◆ REQUIREMENTS ◆
Copy everything from the start of the entries down to the line containing "<point>155,77</point>", leaving out the pictures.

◆ TASK INPUT ◆
______
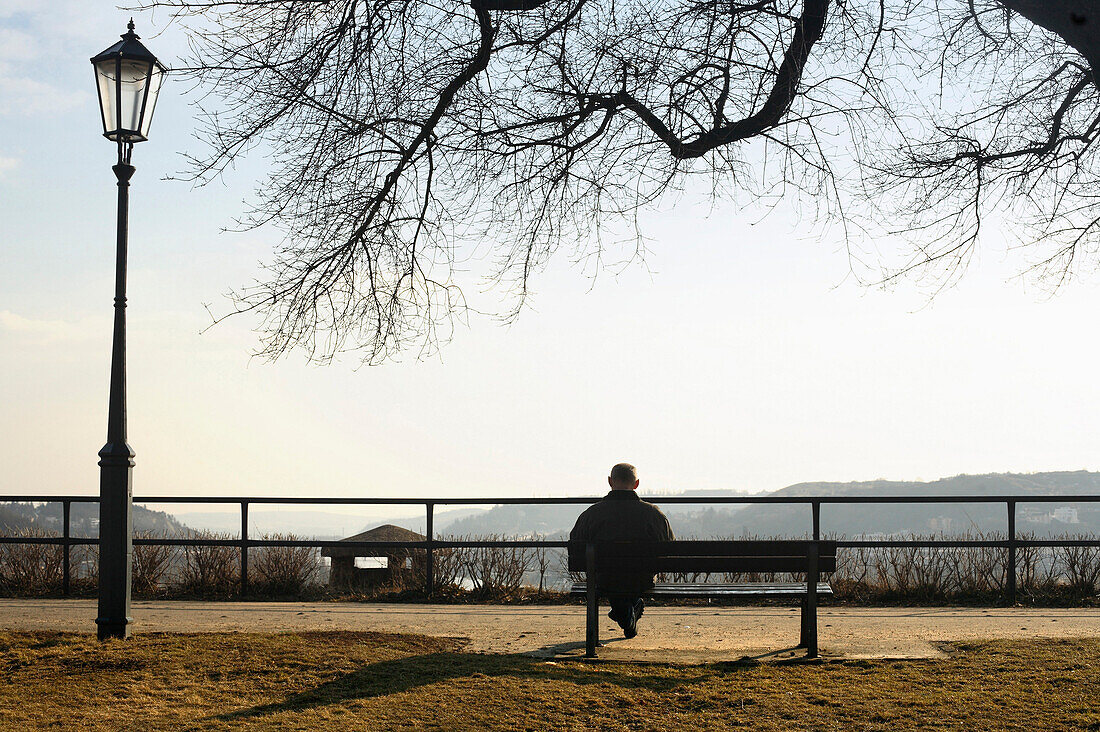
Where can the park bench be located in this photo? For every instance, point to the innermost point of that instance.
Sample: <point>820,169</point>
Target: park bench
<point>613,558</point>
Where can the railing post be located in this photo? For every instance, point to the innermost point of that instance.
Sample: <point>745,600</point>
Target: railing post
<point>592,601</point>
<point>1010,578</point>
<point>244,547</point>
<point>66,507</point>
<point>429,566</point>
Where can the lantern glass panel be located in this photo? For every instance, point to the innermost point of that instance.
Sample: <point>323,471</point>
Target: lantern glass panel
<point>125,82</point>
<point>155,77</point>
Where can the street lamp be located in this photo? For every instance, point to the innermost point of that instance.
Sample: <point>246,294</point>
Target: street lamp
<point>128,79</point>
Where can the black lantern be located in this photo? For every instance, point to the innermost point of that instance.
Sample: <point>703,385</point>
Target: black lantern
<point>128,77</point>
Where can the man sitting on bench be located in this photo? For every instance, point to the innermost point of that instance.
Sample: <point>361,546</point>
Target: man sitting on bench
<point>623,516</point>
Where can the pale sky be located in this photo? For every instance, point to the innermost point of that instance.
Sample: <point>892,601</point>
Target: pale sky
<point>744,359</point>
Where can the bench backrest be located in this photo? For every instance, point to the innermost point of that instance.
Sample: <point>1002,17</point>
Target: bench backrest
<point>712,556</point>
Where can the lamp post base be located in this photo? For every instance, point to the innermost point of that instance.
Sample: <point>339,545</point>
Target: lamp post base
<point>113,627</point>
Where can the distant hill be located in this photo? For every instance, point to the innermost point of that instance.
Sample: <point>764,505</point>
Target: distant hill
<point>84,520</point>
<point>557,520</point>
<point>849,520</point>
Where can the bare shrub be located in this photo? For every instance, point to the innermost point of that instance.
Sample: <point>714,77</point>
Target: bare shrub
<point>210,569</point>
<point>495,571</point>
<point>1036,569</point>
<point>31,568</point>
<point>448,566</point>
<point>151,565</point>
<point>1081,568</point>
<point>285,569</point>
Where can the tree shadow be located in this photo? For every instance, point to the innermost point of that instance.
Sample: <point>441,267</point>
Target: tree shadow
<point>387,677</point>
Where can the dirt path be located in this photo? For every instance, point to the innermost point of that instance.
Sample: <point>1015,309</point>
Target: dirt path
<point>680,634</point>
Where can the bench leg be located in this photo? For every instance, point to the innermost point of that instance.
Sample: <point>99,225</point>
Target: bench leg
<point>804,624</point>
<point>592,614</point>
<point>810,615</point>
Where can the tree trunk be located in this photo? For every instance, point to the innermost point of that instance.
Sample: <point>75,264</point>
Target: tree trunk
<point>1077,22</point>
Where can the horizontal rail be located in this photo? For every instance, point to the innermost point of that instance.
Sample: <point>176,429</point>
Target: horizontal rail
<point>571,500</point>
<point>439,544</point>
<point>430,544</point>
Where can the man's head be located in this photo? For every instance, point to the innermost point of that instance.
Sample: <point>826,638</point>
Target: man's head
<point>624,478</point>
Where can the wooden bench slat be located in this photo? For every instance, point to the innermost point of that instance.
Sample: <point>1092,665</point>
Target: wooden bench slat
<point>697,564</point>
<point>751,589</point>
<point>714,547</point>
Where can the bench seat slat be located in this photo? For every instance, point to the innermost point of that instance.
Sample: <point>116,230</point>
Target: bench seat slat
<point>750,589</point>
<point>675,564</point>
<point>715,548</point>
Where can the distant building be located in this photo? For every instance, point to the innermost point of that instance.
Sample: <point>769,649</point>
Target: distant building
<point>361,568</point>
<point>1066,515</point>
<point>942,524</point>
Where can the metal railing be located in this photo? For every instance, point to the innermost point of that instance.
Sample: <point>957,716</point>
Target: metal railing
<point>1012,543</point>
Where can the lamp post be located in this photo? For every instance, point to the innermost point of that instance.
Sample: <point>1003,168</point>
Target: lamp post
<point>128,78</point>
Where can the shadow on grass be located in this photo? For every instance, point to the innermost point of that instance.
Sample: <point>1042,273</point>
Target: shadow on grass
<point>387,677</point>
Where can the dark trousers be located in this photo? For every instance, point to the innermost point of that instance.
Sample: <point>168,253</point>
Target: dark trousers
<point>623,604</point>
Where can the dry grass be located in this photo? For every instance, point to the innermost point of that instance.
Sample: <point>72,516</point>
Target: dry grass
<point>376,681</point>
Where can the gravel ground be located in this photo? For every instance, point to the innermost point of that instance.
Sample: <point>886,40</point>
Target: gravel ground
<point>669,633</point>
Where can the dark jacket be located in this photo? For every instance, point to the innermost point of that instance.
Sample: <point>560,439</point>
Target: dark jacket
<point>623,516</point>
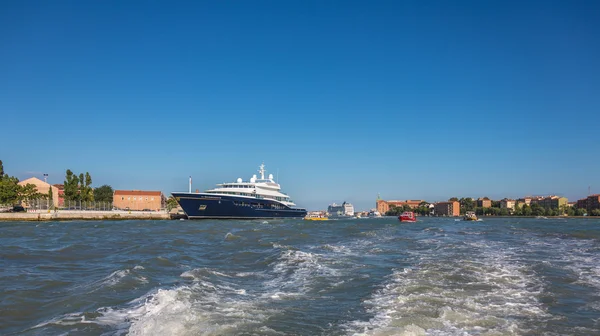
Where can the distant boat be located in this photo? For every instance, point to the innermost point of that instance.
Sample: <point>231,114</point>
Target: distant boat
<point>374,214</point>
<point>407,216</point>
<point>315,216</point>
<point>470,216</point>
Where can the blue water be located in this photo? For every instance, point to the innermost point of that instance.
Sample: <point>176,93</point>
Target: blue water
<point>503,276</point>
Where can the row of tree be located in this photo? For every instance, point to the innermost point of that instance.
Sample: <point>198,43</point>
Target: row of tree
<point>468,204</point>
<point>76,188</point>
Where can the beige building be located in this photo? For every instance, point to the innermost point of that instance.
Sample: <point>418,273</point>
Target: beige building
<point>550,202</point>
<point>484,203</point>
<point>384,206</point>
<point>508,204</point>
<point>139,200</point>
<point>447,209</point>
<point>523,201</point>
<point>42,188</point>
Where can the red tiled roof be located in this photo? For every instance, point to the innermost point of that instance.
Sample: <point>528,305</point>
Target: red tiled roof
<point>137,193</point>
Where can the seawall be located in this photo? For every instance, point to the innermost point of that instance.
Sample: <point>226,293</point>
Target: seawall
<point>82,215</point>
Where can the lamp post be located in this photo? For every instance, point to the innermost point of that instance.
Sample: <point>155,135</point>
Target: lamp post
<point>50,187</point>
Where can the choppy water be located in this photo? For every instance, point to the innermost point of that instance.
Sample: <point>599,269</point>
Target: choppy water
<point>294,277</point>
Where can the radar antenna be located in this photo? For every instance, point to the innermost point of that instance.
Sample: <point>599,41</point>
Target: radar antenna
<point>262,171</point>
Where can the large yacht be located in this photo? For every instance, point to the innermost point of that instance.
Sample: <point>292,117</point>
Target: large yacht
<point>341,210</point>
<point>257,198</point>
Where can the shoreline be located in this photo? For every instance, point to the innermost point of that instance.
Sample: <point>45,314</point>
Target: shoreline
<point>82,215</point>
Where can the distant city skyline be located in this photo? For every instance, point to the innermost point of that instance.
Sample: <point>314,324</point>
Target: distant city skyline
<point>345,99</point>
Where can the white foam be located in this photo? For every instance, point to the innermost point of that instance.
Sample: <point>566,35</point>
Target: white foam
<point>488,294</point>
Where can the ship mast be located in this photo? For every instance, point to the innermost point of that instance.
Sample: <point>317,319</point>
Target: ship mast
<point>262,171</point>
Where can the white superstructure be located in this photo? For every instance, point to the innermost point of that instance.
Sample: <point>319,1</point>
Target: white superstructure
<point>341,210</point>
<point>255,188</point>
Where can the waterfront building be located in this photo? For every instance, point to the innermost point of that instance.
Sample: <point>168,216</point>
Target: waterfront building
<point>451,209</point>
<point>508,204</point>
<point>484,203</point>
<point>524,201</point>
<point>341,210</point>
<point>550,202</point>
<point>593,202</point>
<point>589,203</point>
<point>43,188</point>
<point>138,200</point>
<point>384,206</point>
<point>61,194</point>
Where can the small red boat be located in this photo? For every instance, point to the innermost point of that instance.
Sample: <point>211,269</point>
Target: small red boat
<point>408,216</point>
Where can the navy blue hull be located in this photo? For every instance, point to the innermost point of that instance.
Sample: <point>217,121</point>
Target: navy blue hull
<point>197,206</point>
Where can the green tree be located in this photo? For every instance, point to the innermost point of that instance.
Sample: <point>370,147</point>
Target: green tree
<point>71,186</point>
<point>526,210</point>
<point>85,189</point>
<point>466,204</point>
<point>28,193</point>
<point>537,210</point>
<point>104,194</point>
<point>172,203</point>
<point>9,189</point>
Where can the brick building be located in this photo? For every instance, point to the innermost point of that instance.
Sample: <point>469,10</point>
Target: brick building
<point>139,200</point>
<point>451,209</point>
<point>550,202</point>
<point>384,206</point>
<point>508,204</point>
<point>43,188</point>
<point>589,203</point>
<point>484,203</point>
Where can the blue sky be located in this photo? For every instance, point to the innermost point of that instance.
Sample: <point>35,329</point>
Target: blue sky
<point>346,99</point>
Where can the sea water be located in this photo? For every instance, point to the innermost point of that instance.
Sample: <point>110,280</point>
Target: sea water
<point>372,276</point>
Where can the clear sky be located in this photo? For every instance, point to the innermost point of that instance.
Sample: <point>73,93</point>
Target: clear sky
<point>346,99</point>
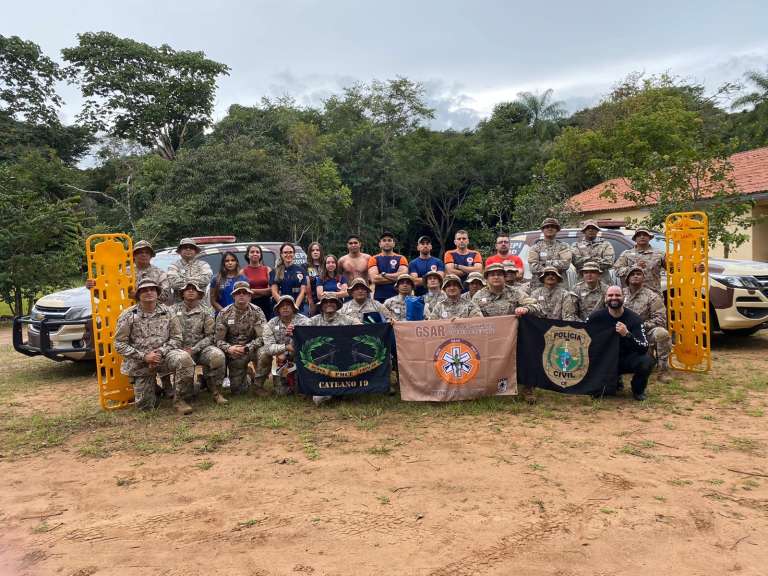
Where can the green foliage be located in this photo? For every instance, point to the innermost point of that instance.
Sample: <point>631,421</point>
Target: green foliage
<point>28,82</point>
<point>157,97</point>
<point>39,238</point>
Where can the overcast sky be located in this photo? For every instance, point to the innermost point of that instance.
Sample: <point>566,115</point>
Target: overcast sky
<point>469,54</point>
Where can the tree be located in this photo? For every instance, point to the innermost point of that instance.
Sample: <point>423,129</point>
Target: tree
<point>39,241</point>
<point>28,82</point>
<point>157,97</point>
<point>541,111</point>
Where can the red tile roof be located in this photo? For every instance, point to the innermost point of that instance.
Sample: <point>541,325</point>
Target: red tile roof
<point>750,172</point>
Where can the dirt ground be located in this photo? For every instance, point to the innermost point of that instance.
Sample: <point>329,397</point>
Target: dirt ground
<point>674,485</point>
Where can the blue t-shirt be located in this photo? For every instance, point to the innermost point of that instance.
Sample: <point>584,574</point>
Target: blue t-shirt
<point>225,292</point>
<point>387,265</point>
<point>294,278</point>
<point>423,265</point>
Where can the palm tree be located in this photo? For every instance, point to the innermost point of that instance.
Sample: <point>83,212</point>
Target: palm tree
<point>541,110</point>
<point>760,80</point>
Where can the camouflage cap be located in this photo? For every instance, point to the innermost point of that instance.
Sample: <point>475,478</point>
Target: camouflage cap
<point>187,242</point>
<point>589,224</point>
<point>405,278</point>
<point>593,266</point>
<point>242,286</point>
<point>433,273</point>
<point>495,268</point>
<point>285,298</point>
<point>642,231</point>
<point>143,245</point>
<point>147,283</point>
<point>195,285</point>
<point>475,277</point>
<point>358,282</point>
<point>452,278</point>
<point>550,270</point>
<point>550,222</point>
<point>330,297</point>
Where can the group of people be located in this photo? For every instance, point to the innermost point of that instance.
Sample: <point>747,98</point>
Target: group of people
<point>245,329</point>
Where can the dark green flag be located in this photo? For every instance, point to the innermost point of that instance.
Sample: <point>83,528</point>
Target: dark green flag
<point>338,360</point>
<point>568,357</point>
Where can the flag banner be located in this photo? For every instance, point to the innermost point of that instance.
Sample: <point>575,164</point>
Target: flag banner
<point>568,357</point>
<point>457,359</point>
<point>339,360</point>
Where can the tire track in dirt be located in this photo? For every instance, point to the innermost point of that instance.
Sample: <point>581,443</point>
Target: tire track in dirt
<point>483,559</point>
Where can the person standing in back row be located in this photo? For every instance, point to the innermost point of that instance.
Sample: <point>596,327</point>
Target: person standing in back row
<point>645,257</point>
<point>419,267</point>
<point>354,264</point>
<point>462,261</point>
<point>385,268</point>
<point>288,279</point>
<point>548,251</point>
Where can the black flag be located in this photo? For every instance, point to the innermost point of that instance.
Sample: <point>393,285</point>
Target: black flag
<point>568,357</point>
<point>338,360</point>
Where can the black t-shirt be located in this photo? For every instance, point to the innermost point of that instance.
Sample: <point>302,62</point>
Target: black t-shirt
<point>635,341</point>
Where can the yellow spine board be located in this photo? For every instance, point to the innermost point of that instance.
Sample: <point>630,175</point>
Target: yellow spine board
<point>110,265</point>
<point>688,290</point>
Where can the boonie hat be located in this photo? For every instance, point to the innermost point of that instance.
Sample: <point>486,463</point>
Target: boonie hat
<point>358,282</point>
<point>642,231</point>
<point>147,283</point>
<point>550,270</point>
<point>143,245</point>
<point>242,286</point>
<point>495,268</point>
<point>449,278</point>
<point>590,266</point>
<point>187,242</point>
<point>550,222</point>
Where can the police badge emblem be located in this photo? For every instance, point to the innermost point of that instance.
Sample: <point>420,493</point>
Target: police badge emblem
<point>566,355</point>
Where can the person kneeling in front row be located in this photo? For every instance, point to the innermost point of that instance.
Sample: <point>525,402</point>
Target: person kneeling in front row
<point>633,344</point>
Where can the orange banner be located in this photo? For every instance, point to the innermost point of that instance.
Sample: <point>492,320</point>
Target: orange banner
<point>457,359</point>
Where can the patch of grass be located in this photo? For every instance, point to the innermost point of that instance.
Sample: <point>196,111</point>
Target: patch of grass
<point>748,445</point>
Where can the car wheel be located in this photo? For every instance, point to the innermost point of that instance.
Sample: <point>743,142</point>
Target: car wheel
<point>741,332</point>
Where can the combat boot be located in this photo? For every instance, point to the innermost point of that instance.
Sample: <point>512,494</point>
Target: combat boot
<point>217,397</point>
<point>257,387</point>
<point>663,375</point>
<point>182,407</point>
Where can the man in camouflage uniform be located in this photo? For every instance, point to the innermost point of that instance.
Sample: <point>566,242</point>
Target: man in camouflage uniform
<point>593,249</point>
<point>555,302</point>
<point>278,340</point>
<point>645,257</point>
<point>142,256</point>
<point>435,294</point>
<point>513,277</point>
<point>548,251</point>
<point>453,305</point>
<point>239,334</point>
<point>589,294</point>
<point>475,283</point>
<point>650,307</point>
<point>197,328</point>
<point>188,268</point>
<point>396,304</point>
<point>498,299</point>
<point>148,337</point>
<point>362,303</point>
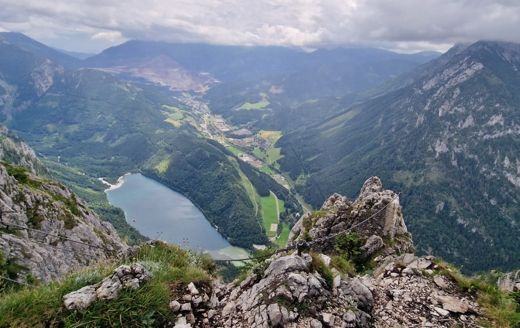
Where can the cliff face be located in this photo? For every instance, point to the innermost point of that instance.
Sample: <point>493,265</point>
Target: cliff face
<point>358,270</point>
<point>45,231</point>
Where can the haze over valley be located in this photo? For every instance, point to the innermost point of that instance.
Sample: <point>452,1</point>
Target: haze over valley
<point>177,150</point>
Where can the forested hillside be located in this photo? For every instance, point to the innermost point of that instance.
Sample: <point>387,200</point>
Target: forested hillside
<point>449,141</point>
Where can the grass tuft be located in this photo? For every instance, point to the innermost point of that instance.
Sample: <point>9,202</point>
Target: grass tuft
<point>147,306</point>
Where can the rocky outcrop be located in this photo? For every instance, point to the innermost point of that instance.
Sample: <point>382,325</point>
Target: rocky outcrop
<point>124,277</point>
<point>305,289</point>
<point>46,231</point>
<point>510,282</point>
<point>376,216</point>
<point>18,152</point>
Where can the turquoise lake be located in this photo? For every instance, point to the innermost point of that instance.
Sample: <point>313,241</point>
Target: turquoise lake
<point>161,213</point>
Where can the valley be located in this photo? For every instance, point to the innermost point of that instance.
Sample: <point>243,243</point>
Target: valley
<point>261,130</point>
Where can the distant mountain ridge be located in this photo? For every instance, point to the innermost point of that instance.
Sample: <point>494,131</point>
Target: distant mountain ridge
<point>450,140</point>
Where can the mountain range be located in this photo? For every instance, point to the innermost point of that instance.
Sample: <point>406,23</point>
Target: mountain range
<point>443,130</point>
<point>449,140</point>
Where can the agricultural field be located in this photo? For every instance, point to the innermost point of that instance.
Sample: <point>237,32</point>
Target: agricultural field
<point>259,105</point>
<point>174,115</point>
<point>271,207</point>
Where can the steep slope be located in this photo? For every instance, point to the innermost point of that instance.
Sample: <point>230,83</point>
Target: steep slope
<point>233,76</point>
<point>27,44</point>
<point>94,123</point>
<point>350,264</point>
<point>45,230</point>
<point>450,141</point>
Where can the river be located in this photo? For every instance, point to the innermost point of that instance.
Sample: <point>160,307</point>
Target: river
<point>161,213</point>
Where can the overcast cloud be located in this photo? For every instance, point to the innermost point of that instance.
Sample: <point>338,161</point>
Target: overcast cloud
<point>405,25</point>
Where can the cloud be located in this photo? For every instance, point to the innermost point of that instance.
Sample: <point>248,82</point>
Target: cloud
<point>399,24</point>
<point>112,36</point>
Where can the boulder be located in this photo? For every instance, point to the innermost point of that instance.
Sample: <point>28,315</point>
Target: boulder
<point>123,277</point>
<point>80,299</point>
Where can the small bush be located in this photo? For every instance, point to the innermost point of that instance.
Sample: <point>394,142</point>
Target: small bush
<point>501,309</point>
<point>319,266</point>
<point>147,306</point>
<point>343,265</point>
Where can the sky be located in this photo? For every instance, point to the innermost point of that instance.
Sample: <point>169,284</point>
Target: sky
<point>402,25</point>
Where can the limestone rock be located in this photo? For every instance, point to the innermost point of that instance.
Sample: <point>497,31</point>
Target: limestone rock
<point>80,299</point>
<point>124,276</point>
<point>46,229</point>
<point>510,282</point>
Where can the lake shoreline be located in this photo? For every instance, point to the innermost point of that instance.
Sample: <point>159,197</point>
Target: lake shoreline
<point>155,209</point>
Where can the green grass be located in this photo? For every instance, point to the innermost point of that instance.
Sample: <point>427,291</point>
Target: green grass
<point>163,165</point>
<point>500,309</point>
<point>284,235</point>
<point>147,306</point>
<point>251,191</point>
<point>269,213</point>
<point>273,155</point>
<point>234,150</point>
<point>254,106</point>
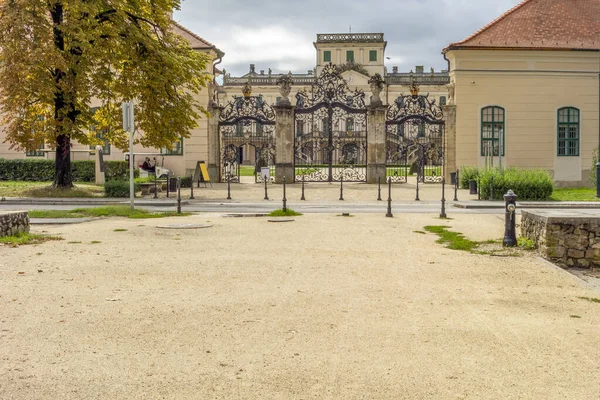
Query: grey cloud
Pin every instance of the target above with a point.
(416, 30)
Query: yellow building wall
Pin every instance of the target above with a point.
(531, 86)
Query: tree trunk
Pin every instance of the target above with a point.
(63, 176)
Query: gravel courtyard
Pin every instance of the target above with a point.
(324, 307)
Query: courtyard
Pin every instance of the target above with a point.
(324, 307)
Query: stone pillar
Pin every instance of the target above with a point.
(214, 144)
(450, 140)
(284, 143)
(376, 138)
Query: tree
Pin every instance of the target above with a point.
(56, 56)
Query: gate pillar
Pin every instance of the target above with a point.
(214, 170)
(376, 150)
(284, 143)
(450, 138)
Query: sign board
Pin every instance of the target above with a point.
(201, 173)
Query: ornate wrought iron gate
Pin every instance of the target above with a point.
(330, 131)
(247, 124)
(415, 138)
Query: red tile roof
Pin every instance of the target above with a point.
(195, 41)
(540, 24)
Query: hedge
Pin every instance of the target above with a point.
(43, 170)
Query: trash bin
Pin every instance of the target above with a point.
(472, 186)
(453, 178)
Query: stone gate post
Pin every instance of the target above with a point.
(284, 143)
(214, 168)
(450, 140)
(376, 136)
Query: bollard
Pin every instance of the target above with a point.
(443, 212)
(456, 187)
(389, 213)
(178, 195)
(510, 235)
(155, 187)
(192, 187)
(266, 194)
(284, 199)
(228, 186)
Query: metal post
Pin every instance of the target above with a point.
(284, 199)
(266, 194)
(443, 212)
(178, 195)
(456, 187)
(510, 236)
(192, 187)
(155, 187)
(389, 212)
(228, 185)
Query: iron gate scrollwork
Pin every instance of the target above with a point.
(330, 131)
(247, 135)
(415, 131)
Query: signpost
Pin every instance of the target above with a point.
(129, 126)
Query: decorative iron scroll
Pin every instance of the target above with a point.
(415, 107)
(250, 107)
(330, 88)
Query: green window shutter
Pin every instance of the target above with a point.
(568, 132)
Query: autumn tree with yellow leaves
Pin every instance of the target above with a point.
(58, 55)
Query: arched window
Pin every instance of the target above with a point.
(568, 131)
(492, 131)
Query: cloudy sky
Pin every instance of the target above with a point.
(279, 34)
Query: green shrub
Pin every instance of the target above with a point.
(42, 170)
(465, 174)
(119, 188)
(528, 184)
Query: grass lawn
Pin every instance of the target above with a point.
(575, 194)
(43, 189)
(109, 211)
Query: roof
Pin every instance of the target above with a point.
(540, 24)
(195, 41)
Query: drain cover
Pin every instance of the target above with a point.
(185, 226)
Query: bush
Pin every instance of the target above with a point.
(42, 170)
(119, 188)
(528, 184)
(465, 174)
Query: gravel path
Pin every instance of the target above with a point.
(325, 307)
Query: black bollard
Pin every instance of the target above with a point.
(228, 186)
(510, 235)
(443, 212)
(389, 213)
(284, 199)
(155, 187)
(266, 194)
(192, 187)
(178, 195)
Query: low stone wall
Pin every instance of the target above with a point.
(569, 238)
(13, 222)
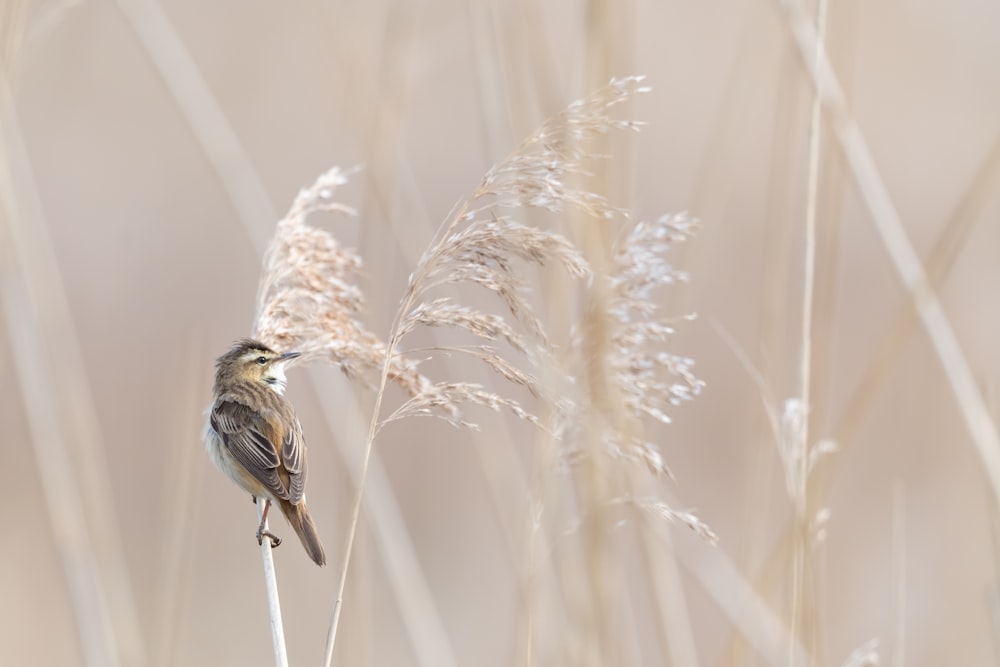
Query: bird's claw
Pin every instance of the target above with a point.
______
◆ THE ANSWER ◆
Where can the park bench be located in this photo? For every instance, point to the innermost point of that instance.
Sample: <point>820,169</point>
Target: park bench
<point>613,558</point>
Where can the railing post be located in this photo? For every instance, point to the innermost point of that instance.
Sample: <point>745,600</point>
Target: railing post
<point>592,601</point>
<point>1010,578</point>
<point>244,547</point>
<point>66,507</point>
<point>429,566</point>
Where can the lantern glass panel be located in this photo? For every instance, point to the innermost point of that instance.
Sample: <point>323,471</point>
Target: lantern glass panel
<point>125,82</point>
<point>155,77</point>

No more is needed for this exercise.